## [Text segment]
•••
- 2021 starting off as expected
- Benchmarks are not the stock market
- Returns are broadening out
2021 starting off as expected
We continue to expect economic growth to surge forward in lockstep with global re-openings. In such an environment, one would anticipate yields to rise and equities to outperform bonds. That is exactly what has happened with market returns so far this year to the end of February. It all seems very reasonable. Perhaps it’s surprising then that more and more people are asking the question, “Has the stock market peaked?”
Three common arguments we hear for a market peak are:
- The market has had a spectacular move off last year’s lows and has climbed upwards in a virtually straight line. We are overdue for a correction.
- There is a lot of unusual activity out there grabbing the headlines, such as the GameStop saga and the meteoric rise of Bitcoin. This type of activity can be a signal of market tops.
- Index valuations are not cheap relative to history. In particular, the S&P 500, perhaps the most watched index in the world, is trading at 22.4x next year’s earnings. We have not seen these valuation levels since the dot com bubble.
These are valid arguments. However, before we can address them we first have to clarify what the term “market” means. If we were to ask one hundred people to explain what the stock market is, a significant portion would likely respond with the name of an index or a benchmark, such as the S&P 500. It’s a fair answer but, of course, it’s not correct for a couple of reasons.
•••
## [Exercise objective]
Rewrite the market commentary passage that begins with "Three common arguments" and ends after "dot com bubble.", changing "Bitcoin" to "Ethereum".
•••
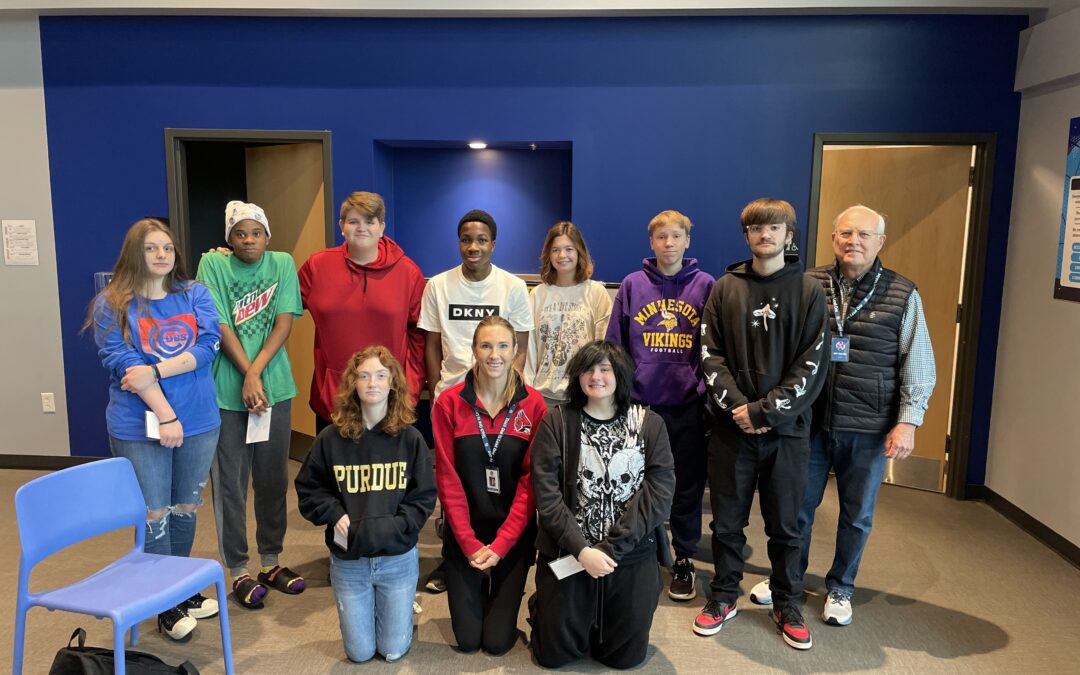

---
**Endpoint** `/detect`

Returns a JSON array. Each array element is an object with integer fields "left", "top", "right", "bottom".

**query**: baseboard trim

[
  {"left": 0, "top": 455, "right": 105, "bottom": 471},
  {"left": 968, "top": 485, "right": 1080, "bottom": 569}
]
•••
## [Result of this task]
Three common arguments we hear for a market peak are:
- The market has had a spectacular move off last year’s lows and has climbed upwards in a virtually straight line. We are overdue for a correction.
- There is a lot of unusual activity out there grabbing the headlines, such as the GameStop saga and the meteoric rise of Ethereum. This type of activity can be a signal of market tops.
- Index valuations are not cheap relative to history. In particular, the S&P 500, perhaps the most watched index in the world, is trading at 22.4x next year’s earnings. We have not seen these valuation levels since the dot com bubble.